== GIVEN REQUEST 1 ==
In the blog post about screenwriting, what short script did David Bishop first bring to the writer?
#### READING PASSAGE
Often spec screenwriters will ask me to nominate and talk about another spec work with them that I’ve read that I’ve thought particularly good. As a reader however I take confidentiality seriously, so I have to decline. These repeated requests however got me thinking and I’ve approached several writers whose work I’ve admired and asked them if I can write about their work on the blog. This is the first of the series.
————————————————————————————-I’ve been a big fan of David Bishop’s work for some time now: originally a Bang2write paying client (oo er), David’s now one of my own trusted circle of Po3ers, so I kind of feel like we’ve both seen each other with our clothes off (double oo er), even though we’ve actually never met in real life.
David originally came to me with his PAGE winning short DANNY’S TOYS. Even in this early draft, I knew this was a special script; all the clichés about “you just know” which are the “good” scripts are true: it really does leap off the page. When he subsequently made the finals, I figured he had it in the bag. And of course he did.
########
== GIVEN REQUEST 2 ==
Pull out every line of the rows below that contains the string "rocky".
#### ENTRIES SUPPLIED
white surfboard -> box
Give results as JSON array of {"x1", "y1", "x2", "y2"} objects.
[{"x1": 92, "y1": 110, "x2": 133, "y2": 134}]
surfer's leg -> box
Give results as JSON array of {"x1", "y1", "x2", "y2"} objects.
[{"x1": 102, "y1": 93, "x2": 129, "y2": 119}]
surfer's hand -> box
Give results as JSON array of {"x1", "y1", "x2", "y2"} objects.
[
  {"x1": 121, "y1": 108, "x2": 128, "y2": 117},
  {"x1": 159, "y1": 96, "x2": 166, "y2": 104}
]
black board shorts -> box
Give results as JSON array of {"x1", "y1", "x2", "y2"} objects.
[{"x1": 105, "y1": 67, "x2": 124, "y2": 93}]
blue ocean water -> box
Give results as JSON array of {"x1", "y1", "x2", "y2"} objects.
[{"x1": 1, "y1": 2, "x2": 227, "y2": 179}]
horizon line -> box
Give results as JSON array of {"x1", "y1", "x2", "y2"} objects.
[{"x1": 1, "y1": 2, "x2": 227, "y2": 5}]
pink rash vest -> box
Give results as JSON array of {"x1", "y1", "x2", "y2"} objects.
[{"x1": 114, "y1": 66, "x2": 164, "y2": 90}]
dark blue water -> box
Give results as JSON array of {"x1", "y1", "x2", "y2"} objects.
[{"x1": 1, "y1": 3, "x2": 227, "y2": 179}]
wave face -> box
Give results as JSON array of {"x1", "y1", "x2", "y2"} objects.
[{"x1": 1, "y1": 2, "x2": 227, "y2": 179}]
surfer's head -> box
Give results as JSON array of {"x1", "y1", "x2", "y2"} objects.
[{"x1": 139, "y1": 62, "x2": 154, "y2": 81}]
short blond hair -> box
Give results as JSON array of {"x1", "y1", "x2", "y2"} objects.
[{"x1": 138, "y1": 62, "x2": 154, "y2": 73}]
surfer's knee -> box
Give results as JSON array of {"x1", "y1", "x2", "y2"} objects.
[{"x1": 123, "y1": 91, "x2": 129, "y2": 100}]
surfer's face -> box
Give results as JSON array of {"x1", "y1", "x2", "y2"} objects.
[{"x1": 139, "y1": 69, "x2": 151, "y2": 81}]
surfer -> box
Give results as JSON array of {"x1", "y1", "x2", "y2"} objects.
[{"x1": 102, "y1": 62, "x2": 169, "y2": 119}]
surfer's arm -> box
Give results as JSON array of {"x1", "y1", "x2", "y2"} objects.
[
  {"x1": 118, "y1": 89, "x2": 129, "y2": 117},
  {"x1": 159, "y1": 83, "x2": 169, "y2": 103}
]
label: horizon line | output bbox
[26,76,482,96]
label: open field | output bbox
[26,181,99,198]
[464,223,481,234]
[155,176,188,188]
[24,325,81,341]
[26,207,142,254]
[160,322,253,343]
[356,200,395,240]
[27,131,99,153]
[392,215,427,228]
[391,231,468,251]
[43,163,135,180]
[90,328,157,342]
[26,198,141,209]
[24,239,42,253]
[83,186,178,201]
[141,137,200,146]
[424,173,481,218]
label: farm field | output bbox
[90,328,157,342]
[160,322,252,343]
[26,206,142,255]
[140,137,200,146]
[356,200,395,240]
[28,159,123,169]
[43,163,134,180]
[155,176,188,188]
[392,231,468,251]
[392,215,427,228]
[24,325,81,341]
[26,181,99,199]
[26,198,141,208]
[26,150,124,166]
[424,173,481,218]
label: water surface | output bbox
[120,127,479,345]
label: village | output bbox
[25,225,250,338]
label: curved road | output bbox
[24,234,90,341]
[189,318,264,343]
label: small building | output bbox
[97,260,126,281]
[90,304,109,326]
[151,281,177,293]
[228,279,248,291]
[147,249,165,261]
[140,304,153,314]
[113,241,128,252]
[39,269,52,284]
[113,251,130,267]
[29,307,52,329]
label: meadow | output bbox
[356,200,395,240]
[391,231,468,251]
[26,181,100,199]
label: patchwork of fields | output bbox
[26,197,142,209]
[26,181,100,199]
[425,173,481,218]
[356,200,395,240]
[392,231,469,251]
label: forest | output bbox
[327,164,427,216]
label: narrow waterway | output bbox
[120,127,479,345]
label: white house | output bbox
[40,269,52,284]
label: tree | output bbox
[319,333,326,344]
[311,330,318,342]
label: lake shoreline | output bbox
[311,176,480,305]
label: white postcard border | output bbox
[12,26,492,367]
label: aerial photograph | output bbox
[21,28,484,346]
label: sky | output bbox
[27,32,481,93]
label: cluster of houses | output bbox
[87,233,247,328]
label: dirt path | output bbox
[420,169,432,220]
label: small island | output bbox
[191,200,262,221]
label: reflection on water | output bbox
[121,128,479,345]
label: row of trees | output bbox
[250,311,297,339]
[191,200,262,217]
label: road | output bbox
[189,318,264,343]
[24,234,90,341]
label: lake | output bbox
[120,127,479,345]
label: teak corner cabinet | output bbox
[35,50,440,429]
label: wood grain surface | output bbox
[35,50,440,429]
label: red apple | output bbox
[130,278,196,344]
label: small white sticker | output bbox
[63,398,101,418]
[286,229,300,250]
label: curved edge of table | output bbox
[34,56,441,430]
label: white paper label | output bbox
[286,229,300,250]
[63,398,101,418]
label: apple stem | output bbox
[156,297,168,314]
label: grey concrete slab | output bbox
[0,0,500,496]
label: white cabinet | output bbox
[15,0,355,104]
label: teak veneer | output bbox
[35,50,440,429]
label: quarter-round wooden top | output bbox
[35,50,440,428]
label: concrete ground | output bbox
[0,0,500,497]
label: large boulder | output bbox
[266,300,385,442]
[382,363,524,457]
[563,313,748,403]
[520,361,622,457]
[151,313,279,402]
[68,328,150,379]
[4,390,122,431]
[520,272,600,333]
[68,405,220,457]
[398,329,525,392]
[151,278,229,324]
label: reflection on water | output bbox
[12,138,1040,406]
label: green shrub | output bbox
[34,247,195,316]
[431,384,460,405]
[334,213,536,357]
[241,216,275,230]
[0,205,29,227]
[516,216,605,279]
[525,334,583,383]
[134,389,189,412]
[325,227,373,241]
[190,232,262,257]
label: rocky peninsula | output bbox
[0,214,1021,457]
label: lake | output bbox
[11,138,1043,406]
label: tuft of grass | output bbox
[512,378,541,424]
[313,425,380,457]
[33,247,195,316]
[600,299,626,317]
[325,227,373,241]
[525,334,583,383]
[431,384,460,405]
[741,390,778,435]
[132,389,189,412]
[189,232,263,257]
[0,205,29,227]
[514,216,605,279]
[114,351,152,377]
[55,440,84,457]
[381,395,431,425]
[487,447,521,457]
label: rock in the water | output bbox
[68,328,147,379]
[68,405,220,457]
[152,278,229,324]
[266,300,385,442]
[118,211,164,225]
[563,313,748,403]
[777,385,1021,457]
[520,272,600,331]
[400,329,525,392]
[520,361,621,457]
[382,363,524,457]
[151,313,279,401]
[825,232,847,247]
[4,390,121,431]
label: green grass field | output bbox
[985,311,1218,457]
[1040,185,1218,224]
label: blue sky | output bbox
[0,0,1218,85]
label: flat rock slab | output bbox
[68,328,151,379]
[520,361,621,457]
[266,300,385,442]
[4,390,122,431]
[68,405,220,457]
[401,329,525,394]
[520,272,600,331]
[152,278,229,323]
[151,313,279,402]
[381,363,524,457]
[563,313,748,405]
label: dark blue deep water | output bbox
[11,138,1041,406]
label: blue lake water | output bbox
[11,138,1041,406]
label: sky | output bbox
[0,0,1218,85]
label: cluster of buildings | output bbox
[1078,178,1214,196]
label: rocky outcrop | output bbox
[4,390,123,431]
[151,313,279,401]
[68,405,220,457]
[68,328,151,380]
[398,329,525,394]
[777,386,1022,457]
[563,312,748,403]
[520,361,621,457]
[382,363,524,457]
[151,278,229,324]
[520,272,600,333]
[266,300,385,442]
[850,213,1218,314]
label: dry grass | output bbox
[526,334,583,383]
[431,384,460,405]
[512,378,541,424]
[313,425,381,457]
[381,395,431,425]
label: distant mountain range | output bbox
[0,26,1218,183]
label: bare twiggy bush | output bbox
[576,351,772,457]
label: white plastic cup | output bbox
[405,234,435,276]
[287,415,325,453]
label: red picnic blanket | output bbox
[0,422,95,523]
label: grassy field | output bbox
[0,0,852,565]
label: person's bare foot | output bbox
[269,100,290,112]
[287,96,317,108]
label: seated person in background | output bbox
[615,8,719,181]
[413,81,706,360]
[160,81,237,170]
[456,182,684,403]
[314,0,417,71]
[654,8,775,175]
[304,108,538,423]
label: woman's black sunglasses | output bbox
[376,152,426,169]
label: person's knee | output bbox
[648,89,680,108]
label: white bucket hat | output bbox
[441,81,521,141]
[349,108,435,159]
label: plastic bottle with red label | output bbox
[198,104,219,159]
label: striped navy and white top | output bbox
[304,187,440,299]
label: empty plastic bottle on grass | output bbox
########
== TASK ANSWER 1 ==
He first brought DANNY'S TOYS, his PAGE-winning short.

== TASK ANSWER 2 ==
label: rocky peninsula | output bbox
label: rocky outcrop | output bbox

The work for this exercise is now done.